Task statement:
Rewrite everything from "The Essence of" down to "notable language features." in the article on Google Dart below, renaming "Dart" to "Kotlin" wherever it occurs.

Quoted passage:
↓↓↓

The Essence of Google Dart: Building Applications, Snapshots, Isolates
Wіth thousands of programming languages floating around, why is Google introducing Google Dart? What can it possibly add? The short answer: the Google Dart team wanted a language well suited to modern application development, both on the server and the (mobile) client.
InfoQ takes a look at the most interesting aspects of Dart for application development, with a focus on the Dart VM and some of the notable language features.
Dart is an Application Language: Snapshots And Initialization
Is an application's startup time really relevant? How often a day do users restart their IDE or word processor? With the rise of memory constrained mobile devices, application startup happens a lot; the Out Of Memory (OOM) killer process is very trigger happy on mobile OSes and will kill suspended applications without hesitation. iOS's multitasking model and the prominent physical home button, have also shortened the average life span of mobile apps. Before iOS 4, pressing the Home button always killed the running application; with iOS 4 the situation has become a bit more complicated, but applications still have to be prepared to die at any time, be it at the hand of the user or the OOM process.

↑↑↑

Given information:
↓↓↓

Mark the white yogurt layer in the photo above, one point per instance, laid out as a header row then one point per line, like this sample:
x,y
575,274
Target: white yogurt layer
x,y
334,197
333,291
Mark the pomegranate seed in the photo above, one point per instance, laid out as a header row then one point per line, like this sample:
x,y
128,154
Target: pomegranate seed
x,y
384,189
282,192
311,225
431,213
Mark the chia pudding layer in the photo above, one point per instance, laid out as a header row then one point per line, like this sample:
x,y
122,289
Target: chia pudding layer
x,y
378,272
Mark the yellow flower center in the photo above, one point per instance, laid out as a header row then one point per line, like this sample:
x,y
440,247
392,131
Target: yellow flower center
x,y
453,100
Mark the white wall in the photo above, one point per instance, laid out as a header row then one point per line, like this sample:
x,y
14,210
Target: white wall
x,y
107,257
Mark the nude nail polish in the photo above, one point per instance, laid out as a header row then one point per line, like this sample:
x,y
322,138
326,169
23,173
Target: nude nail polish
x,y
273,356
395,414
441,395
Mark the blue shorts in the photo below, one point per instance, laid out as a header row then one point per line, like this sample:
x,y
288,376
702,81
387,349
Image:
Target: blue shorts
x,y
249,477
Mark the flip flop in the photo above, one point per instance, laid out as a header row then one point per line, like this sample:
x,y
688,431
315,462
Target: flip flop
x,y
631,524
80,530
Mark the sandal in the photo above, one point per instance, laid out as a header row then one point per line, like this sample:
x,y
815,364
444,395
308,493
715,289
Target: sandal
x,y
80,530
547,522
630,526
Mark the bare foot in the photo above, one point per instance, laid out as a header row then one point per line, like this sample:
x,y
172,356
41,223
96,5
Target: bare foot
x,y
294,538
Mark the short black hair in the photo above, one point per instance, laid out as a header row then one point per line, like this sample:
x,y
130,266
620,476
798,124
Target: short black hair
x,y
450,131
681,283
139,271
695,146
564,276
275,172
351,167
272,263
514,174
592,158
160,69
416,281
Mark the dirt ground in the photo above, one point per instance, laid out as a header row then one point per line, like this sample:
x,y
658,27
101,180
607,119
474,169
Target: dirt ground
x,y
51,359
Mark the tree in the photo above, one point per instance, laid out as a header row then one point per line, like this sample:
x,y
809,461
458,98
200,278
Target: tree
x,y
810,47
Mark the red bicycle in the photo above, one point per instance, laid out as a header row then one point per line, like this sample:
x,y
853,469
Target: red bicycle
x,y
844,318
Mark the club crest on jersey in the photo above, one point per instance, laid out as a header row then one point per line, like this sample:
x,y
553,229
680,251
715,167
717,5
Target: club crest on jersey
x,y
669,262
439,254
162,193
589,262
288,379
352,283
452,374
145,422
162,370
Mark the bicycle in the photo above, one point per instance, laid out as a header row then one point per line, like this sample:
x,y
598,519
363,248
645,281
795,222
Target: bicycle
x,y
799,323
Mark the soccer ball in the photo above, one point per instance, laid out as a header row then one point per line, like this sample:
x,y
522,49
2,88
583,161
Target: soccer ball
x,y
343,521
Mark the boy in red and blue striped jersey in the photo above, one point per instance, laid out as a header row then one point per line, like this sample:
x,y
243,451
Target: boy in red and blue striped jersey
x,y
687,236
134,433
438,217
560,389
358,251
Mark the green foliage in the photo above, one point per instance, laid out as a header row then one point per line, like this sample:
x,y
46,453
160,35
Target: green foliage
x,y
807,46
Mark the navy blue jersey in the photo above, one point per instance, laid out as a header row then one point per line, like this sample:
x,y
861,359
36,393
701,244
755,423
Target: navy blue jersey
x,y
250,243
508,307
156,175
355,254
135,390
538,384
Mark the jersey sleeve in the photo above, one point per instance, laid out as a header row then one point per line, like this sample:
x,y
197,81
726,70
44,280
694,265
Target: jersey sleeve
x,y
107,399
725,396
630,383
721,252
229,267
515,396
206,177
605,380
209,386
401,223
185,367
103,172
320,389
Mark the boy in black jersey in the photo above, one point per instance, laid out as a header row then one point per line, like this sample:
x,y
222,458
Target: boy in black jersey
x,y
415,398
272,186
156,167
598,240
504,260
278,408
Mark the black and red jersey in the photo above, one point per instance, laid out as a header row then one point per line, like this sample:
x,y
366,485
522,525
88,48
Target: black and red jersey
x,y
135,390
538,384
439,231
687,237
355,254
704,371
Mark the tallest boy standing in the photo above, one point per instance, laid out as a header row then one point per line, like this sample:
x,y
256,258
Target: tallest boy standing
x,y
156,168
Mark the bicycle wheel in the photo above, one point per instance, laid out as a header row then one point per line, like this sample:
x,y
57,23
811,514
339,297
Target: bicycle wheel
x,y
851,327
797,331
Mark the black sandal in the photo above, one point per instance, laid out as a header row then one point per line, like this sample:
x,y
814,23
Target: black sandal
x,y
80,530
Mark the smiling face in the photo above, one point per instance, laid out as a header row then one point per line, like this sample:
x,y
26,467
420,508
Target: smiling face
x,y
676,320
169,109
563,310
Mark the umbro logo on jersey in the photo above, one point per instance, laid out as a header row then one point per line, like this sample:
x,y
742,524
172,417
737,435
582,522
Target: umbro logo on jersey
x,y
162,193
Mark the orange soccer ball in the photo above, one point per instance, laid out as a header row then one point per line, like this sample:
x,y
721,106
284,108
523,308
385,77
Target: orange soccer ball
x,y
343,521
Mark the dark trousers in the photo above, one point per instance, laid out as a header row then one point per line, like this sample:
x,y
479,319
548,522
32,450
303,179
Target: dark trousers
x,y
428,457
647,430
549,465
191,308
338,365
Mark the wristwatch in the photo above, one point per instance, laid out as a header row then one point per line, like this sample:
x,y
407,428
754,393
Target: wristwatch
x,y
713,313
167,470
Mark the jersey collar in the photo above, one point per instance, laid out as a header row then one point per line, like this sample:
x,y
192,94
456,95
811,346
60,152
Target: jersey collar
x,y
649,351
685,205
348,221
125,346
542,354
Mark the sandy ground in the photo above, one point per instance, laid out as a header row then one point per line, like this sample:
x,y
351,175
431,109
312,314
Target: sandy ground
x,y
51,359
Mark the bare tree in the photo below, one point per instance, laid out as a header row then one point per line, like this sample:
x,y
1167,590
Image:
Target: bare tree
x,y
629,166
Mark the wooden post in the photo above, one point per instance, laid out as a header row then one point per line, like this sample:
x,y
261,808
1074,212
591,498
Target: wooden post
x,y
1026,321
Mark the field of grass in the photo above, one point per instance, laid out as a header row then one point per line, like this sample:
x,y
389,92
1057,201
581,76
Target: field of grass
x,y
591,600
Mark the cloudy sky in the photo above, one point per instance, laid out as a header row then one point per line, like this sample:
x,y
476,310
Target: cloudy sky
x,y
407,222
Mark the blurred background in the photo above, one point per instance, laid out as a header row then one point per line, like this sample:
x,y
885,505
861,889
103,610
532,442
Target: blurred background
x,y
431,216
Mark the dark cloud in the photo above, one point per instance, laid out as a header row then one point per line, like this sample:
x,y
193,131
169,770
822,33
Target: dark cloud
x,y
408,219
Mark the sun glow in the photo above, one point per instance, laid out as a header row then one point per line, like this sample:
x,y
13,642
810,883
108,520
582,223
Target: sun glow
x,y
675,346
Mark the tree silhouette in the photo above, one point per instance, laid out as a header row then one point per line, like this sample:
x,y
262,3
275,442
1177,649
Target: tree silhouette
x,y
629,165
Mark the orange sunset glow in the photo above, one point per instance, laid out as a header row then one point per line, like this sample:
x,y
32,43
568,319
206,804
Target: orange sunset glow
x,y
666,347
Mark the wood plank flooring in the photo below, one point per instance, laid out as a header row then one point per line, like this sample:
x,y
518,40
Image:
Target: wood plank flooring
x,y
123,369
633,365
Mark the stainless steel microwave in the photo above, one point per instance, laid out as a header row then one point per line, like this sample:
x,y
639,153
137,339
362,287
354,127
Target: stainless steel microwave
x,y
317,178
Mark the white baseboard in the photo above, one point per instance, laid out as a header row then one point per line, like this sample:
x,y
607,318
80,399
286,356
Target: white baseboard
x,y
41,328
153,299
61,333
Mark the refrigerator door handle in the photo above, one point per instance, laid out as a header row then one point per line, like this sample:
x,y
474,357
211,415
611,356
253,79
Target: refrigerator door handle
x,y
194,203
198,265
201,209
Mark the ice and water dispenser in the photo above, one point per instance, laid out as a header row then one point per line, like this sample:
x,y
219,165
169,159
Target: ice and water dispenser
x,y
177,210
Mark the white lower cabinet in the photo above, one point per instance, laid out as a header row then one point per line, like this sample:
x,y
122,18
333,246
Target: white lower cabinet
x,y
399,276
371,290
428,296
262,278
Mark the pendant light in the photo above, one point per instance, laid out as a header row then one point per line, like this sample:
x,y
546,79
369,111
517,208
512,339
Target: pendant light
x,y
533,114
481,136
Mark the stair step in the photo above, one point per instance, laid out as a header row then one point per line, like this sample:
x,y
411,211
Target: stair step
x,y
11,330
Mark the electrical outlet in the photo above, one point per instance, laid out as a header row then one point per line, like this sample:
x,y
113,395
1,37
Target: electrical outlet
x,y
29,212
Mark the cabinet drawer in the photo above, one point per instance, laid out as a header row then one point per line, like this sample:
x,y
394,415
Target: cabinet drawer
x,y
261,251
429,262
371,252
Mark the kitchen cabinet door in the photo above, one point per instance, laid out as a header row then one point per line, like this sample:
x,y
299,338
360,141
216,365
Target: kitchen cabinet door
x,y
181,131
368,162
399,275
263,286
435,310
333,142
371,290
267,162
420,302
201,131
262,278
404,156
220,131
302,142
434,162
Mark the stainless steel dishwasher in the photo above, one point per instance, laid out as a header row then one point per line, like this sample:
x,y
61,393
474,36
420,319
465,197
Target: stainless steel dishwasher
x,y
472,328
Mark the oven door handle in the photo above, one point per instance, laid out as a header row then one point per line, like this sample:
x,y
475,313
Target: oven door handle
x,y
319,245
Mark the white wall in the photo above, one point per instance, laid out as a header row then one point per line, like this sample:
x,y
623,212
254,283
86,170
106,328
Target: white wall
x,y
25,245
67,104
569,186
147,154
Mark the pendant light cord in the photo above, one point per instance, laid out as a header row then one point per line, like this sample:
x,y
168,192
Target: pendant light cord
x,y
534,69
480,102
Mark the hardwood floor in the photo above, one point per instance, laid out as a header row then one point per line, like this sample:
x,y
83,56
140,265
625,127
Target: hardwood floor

↑↑↑

Answer to this exercise:
The Essence of Google Kotlin: Building Applications, Snapshots, Isolates
Wіth thousands of programming languages floating around, why is Google introducing Google Kotlin? What can it possibly add? The short answer: the Google Kotlin team wanted a language well suited to modern application development, both on the server and the (mobile) client.
InfoQ takes a look at the most interesting aspects of Kotlin for application development, with a focus on the Kotlin VM and some of the notable language features.